─── TASK DATA ───
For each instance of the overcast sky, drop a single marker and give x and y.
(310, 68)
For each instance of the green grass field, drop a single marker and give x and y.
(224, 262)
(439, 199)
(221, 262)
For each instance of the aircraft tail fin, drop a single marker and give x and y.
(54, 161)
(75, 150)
───
_DIRECTIONS FOR THIS TASK_
Reproduce every line of the listing, requests included, multiplying each x and y coordinate in the answers by 0.45 and rounding to the nearest whole number, with halves rounded up.

_COMPLETED EXERCISE_
For each instance of the overcast sky, drop a single marker and give x and y.
(140, 31)
For each instance of the green grass field, drop a single marker and give x and y.
(101, 118)
(198, 90)
(99, 118)
For each instance of the aircraft tail fin, drop a single marker and give x and y.
(24, 72)
(34, 68)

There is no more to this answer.